Point localization data:

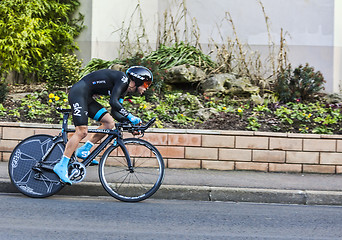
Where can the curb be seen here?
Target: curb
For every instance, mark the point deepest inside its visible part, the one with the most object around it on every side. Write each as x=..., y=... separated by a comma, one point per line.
x=203, y=193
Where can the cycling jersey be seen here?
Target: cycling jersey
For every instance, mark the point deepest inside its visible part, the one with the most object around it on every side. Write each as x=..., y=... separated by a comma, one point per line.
x=102, y=82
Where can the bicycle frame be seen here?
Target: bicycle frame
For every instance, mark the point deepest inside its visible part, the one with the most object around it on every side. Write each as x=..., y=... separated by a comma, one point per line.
x=63, y=138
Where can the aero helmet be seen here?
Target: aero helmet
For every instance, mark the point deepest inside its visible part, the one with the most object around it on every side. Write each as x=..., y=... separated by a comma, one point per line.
x=140, y=75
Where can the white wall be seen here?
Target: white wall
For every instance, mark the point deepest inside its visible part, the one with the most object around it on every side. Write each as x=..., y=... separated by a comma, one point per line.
x=314, y=26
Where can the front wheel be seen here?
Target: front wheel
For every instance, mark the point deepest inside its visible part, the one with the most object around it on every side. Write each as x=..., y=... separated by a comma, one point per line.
x=23, y=164
x=132, y=184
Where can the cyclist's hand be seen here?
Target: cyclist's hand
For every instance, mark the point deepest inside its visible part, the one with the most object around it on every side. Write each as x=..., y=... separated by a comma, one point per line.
x=134, y=120
x=136, y=133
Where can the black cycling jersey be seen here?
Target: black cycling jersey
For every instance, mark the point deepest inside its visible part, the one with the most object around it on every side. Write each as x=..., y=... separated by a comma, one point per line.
x=102, y=82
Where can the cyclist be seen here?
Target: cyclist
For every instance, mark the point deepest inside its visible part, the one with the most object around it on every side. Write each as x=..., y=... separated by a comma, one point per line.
x=102, y=82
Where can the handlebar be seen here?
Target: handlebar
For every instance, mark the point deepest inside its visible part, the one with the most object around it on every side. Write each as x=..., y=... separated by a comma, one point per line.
x=135, y=128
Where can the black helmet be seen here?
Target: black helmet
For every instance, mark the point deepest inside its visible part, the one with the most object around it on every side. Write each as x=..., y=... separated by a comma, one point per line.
x=140, y=75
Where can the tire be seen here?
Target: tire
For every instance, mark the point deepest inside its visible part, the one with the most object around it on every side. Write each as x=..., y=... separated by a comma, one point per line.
x=24, y=157
x=127, y=186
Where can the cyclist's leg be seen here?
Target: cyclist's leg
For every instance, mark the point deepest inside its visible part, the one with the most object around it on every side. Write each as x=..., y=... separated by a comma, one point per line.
x=78, y=102
x=98, y=113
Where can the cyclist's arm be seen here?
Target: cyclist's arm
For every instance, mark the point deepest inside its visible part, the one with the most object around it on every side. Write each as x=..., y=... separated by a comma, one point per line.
x=117, y=91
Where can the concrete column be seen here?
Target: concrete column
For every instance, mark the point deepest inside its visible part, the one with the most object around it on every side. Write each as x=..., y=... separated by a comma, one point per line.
x=338, y=46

Task description: Select all lines with the word "wall" from the entries above.

Your response:
Where can the white wall be seen here?
Target: white wall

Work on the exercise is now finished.